Fin de règne


A quelques mois de la sortie des souvenirs de Marnie (Omoide no Mânî de Hiromasa Yonebayashi, déjà responsable du très beau Arrietty, le petit monde des chapardeurs en 2010) qui sera certainement le dernier film du célèbre studio Ghibli, il est bon de revenir sur deux métrages sortis en 2014, films testaments des deux réalisateurs patriarches de ce mythique studio d’animation.

C’EST LA CRISE MA BONNE DAME
En 2014, Toshio Suzuki, producteur et tête pensante de Ghibli annonce que le studio va subir une restructuration drastique et que le département animation tel qu’on le connait aujourd’hui disparaitra dans les mois prochains. Cette terrible annonce implique que les derniers films en production des réalisateurs Hayao Miyazaki (74 ans) et Isao Takahata (84 ans) seraient leurs derniers…tout court. La fin d’une époque pour ceux qui ont donnés leurs lettres de noblesse à l’animation japonaise pendant pratiquement 30 ans de films cultes réalisés de façon presque artisanale.

__________________________________________________

Consigne:
Répondez à ces questions à l'aide du texte sur le studio Ghibli :
(a) Qui a réalisé Souvenirs de Marnie ?
(b) Quelle fonction Toshio Suzuki occupe-t-il au sein de Ghibli ?
(c) Quel âge ont Hayao Miyazaki et Isao Takahata ?
Les lignes qui suivent viennent d'une autre source.

__________________________________________________

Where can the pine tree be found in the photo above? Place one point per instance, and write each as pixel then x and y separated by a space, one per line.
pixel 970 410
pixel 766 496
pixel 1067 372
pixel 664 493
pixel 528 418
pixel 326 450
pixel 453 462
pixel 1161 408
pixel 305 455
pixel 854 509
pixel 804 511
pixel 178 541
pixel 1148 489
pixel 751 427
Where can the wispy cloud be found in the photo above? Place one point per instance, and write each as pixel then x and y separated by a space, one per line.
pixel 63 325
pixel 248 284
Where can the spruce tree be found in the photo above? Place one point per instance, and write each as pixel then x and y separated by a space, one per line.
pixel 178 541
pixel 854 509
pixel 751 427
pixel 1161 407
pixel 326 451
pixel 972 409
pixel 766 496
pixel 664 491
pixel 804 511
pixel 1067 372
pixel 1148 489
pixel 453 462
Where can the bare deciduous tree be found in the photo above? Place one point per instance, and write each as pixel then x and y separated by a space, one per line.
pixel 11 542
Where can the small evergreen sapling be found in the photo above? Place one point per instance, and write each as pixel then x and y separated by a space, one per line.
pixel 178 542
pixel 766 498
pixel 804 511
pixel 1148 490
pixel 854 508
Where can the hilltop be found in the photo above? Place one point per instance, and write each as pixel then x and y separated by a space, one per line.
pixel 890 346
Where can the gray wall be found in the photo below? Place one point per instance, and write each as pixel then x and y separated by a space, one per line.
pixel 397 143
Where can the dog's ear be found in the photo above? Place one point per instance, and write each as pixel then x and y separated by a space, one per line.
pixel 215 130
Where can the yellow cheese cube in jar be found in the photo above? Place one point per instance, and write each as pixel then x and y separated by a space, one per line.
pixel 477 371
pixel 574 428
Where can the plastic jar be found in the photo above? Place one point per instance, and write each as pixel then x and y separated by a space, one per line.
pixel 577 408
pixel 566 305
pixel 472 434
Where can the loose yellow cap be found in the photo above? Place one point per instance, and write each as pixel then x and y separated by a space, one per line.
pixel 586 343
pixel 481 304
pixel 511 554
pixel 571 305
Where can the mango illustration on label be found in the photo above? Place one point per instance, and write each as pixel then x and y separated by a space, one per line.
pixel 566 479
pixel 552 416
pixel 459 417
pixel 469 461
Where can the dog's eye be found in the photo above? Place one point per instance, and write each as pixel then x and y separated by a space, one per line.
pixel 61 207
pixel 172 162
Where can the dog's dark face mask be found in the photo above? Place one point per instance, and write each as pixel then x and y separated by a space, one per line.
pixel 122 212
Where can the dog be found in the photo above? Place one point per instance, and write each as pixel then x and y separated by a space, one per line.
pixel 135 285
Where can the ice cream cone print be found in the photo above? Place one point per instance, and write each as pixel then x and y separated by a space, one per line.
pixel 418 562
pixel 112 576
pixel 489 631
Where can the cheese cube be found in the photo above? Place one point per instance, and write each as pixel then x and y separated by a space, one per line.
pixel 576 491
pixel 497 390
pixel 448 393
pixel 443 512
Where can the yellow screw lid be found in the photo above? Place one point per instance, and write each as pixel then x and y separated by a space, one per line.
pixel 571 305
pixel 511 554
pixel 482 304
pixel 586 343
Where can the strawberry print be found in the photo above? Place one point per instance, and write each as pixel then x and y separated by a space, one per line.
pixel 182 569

__________________________________________________

Réponse:
(a) Hiromasa Yonebayashi.
(b) Il en est le producteur et la tête pensante.
(c) Hayao Miyazaki a 74 ans et Isao Takahata 84 ans.